Directions
When you reach the line containing "Tag the short sleeve", begin copying exactly, and keep going through the last line of the records below, copying nothing before it.

Data section
^^^^^^^^^^^^^^^^

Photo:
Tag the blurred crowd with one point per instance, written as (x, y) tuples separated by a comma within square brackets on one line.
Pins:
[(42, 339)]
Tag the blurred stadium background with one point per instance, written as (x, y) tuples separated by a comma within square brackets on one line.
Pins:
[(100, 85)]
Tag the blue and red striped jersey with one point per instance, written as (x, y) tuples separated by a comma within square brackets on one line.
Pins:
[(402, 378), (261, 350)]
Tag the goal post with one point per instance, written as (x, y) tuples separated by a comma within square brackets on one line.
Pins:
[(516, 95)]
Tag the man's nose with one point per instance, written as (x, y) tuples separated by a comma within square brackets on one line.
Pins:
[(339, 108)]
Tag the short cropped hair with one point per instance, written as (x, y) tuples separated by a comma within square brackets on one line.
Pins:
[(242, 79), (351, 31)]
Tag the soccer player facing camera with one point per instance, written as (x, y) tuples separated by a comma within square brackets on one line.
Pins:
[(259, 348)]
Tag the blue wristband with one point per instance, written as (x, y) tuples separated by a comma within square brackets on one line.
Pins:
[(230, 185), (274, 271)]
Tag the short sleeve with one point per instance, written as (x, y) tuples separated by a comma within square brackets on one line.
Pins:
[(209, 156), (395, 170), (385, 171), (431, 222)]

^^^^^^^^^^^^^^^^

Solution to this task
Tag the short sleeve with one point per instance, written as (x, y) tuples separated by a comma within square brackets on one line.
Pins:
[(209, 156), (395, 170), (385, 171), (431, 222)]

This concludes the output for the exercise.